Instructions for the task
Copy everything in the listing below word for word, apart from any images.

-- START --

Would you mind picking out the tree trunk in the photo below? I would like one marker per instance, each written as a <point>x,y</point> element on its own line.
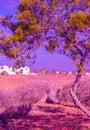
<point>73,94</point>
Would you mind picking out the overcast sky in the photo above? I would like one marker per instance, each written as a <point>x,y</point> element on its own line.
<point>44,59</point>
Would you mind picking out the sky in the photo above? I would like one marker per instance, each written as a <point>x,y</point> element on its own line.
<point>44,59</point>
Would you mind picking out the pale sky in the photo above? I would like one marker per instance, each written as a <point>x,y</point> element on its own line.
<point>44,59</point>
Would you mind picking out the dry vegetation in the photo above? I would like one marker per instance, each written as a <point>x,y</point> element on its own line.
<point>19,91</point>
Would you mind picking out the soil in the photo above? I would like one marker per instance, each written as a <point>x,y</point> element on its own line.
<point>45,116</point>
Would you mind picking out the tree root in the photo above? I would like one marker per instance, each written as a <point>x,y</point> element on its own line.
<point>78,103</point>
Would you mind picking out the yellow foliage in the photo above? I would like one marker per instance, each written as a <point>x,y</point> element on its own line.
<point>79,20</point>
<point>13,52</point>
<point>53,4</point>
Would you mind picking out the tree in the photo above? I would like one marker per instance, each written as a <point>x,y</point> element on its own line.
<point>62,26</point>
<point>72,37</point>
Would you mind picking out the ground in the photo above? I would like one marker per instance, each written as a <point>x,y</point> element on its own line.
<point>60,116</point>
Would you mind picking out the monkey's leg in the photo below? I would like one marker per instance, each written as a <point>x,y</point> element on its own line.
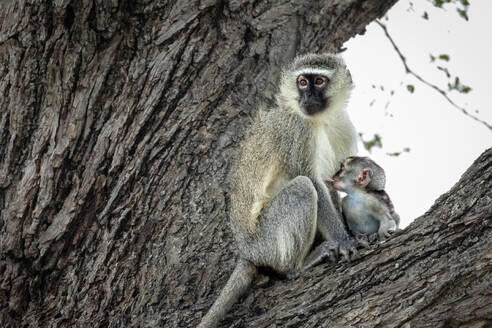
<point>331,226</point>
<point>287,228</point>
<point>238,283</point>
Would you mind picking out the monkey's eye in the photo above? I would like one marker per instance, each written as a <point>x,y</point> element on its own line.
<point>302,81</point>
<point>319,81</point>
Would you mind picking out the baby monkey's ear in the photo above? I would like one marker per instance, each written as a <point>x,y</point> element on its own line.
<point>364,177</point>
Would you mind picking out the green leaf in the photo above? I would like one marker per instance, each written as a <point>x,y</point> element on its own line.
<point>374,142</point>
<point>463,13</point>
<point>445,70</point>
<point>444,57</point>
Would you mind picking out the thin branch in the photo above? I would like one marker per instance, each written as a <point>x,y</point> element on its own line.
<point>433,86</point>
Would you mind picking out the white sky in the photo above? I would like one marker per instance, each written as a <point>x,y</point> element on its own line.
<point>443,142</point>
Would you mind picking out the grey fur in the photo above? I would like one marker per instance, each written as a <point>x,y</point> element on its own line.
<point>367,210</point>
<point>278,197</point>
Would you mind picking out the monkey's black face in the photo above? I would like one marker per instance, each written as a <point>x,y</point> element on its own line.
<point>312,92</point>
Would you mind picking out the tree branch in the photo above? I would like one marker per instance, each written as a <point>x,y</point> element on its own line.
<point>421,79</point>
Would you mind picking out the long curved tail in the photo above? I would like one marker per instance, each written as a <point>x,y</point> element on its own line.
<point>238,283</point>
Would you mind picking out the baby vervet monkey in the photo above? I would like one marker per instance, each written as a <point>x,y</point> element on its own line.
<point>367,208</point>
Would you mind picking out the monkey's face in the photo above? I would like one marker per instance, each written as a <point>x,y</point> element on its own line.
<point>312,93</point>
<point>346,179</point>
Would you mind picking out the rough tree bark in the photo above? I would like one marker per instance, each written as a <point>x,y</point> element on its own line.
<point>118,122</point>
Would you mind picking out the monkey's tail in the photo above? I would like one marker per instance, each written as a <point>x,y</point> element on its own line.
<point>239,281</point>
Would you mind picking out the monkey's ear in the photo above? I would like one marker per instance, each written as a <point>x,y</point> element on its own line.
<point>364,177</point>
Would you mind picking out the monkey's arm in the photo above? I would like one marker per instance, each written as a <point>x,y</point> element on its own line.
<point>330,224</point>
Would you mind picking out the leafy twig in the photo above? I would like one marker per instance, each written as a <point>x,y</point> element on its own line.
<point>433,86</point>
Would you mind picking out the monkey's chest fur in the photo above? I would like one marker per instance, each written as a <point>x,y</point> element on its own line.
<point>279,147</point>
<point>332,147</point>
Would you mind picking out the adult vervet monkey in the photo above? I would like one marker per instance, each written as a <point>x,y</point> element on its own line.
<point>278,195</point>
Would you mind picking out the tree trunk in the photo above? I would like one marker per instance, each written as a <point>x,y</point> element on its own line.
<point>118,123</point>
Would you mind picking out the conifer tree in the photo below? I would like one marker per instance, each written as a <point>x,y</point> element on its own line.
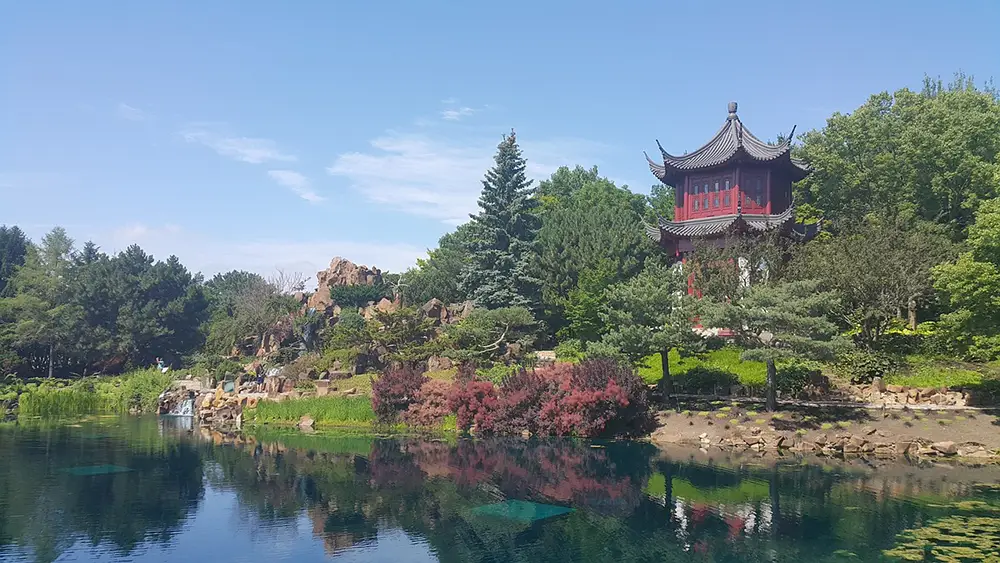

-- END --

Result of this exercise
Would you mind picking out the tree trunk in the photo below? I would like one marker per instance, each written as a <point>x,y</point> element on its own line.
<point>73,94</point>
Would you mind picking out the overcast sky in the photo above? I would like one marker per instance, each written as a <point>x,y</point> element on its own line.
<point>44,59</point>
Would you mind picking out the sky in the photo above? I would like one marker per instance, each written as a <point>x,y</point> element on its own line.
<point>44,59</point>
Would you mind picking out the pale sky in the photo above? I would like one marker per instance, each written as a <point>x,y</point> element on its own line.
<point>44,59</point>
Would you mind picking out the dry vegetation in the photo above? I would like one marker per instance, each written as a <point>x,y</point> element on its own line.
<point>19,91</point>
Would you mind picking out the soil in the photo above? I would like one marker per instance, each written as a <point>x,y</point> element on its own line.
<point>45,116</point>
Would you mind picking out the tree root in the photo above? I would like one marker per instance, each written as a <point>x,y</point> element on its own line.
<point>78,103</point>
Would you mind picking out the yellow foliage in the photo above? I would like one marker per instance, each written as a <point>x,y</point> element on its own line.
<point>79,20</point>
<point>13,52</point>
<point>53,4</point>
Would you mind picking out the tree in the photo above? I would like one marker per instance, each written as a <point>x,y</point> element on its own line.
<point>62,26</point>
<point>72,37</point>
Would you mind picking out the ground in the photo above? I would like one marker per instance, each written as a <point>x,y</point> element on its own line.
<point>60,116</point>
Would you mind picking out the monkey's leg in the photo below? I would like one marker per instance, each written as a <point>x,y</point> element on its own line.
<point>331,226</point>
<point>287,228</point>
<point>238,283</point>
Would you mind picking out the monkey's eye in the photo above? I would like one marker per instance, each written as a <point>x,y</point> element on its own line.
<point>302,81</point>
<point>319,81</point>
Would you mind picking out the baby monkey's ear in the photo above? I would like one marker per instance, each written as a <point>x,y</point> element on its own line.
<point>364,177</point>
Would you mind picking out the green leaf in the photo above? I would like one marker per instance, each written as a <point>x,y</point> element on its own line.
<point>374,142</point>
<point>463,13</point>
<point>445,70</point>
<point>444,57</point>
Would you mind picking out the thin branch in the photo above? I would like one marker per instance, each written as a <point>x,y</point> element on its own line.
<point>433,86</point>
Would you mind picking out the white sky in the photo above? I would like one marker per instance, each written as a <point>x,y</point> element on its own line.
<point>443,142</point>
Would you mind picking out the grey fur in the photo above? I would like one marker per instance, each written as a <point>x,y</point> element on its own line.
<point>367,210</point>
<point>278,197</point>
Would you mind picking out the monkey's black face in the photo above? I would like one marker per instance, each written as a <point>x,y</point> element on its own line.
<point>312,92</point>
Would you mind picking out the tree branch in the photo above? I would like one marker per instance, each written as a <point>x,y</point> element on its own line.
<point>421,79</point>
Would you mind picking out the long curved tail in the photo above? I would like one marker per instance, each written as a <point>x,y</point> element on its own line.
<point>238,283</point>
Would you mind picking out the baby vervet monkey in the photo above? I would like one marker per instance, each written as a <point>x,y</point> element on its own line.
<point>367,208</point>
Would you mind picking out the monkey's face in the photo above? I would like one marker per instance, each written as a <point>x,y</point> element on its own line.
<point>312,93</point>
<point>346,179</point>
Would you mind picking out the rough tree bark in the photo above? I would like one marker per instance, each written as a <point>x,y</point> element on its own line.
<point>118,122</point>
Would you mind picking out the monkey's tail in the photo above? I would like one marker per instance, each written as a <point>x,y</point> element on its own line.
<point>239,281</point>
Would you mind picking out the monkey's ear in the photo above? I would like one marker per instance, each written as a <point>x,y</point> element on its own line.
<point>364,177</point>
Would you mind picking out the monkey's arm in the photo above? I would like one marker per instance, each written as a <point>x,y</point> element on its own line.
<point>330,224</point>
Would you mind picking out the leafy twig in the photo above? I would like one marker per instance, each written as a <point>x,y</point> element on its own line.
<point>433,86</point>
Would you mind picking out the monkey's chest fur in the photo above? I would like one marker per instance, each written as a <point>x,y</point> element on its own line.
<point>279,147</point>
<point>332,147</point>
Would you mind picking out the adult vervet monkey in the photo above? I would like one marker per instance, each written as a <point>x,y</point> element on its own line.
<point>278,195</point>
Would you mind picking out the tree trunk in the photo above? I would like one marker per instance, each written as a <point>x,y</point> element on its own line.
<point>118,123</point>
Would you mind picking out the conifer tree in the photo below? I would like one marker per instance, each written as a <point>x,y</point> element on its own line.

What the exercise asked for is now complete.